TASK DIRECTIONS:
Write the full listing out again, word for word, but omit the pictures.

── ENTRIES PROVIDED

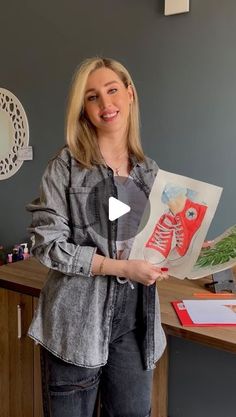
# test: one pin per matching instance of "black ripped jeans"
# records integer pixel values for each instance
(124, 385)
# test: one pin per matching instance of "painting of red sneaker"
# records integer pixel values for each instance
(159, 244)
(188, 221)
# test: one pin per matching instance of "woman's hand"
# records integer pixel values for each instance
(144, 272)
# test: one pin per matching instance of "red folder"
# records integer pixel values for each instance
(185, 319)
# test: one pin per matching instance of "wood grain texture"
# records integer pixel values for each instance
(16, 371)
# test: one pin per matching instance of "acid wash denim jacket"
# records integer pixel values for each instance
(74, 315)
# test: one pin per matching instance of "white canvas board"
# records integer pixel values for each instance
(181, 212)
(211, 311)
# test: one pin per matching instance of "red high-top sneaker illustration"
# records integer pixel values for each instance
(159, 244)
(188, 222)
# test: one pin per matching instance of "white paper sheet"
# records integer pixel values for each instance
(211, 311)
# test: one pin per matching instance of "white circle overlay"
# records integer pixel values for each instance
(14, 133)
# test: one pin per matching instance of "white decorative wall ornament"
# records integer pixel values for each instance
(14, 134)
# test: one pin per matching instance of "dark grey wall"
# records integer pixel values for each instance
(184, 68)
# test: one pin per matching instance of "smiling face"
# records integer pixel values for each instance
(107, 101)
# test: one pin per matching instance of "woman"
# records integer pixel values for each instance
(98, 318)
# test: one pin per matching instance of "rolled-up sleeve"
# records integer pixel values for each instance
(51, 225)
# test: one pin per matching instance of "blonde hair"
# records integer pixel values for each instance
(80, 133)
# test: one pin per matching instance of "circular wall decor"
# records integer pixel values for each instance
(14, 133)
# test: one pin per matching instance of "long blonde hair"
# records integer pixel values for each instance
(80, 133)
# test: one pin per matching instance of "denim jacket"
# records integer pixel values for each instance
(74, 315)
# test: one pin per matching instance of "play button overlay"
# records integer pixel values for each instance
(115, 206)
(117, 209)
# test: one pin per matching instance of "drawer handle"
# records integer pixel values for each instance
(19, 333)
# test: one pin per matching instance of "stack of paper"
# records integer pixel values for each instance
(206, 312)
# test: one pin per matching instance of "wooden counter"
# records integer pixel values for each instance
(27, 277)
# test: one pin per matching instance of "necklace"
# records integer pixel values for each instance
(117, 169)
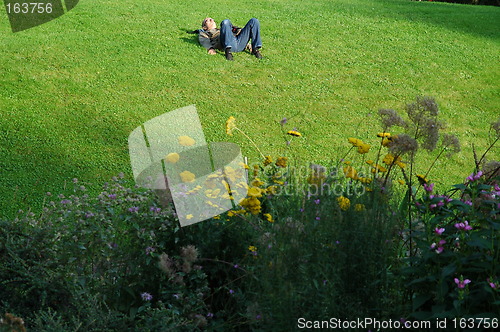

────

PROBLEM SOLUTION:
# test: one pin per matching instance of "black ripped jeans"
# records integer pixel values for each instance
(124, 385)
# test: one pin per matching instance of "painting of red sneaker"
# records integer pixel values for each instance
(159, 244)
(188, 221)
# test: one pin per matching instance of "woman's hand"
# records integer pixel values for each instance
(144, 272)
# test: one pin per matching instance of "red folder"
# records integer pixel values for each instance
(185, 319)
# test: one pin per matching instance of "wood grain texture"
# records integer pixel values for each instance
(16, 371)
# test: one pin per matching instance of "acid wash denim jacket"
# records integer pixel values for each instance
(74, 315)
# test: one pin per matching instance of "white canvas board"
# records integer pixel values for each instance
(181, 212)
(211, 311)
# test: one pin per matching instance of "red high-top sneaker illustration"
# records integer pixel values for each instance
(159, 244)
(188, 222)
# test: one pin per matching instance of "white paper sheet"
# records integer pixel values for each instance
(211, 311)
# test: one pin per matching instance of "white circle overlay"
# records integer pixel values for each instance
(14, 133)
# test: one pin per matching instance of "white decorative wall ornament"
# records integer pixel values for each instance
(14, 134)
# test: one pin per matching instance of "dark grey wall"
# records integer pixel values for each instance
(184, 68)
# test: one pin per matching instance of "smiling face"
# records integer pixel values for each instance
(107, 101)
# test: one pin per matching instance of "woman"
# records integer pixel values for each instance
(98, 318)
# test: one pin per matching instance of "rolled-up sleeve"
# records integer pixel values for each instance
(51, 225)
# test: one pin per matching instance of "blonde hair"
# records integer pixel values for each instance
(80, 133)
# test: one pin per matching instance of "circular wall decor"
# records integer pixel values for each instance
(14, 133)
# test: one pin per matching instance of "long blonde hair"
# records integer pixel values for each instance
(80, 133)
# test: one pin per matching instance of "denim jacket"
# records integer pixel values for each instance
(74, 315)
# test: one pin per matching instance of "play button overlay"
# records integer pixel values for each instance
(115, 206)
(117, 209)
# test: one pin per matching instance of "drawer handle"
# records integer pixel values for each instance
(19, 333)
# test: one pin per matching instance of "stack of paper"
# records integer pixel values for each instance
(206, 312)
# test: one pin per matching instance of "wooden counter"
# records integer pixel values for each instance
(27, 277)
# test: one pin per matching instance of "necklace"
# records integer pixel values for each instance
(117, 169)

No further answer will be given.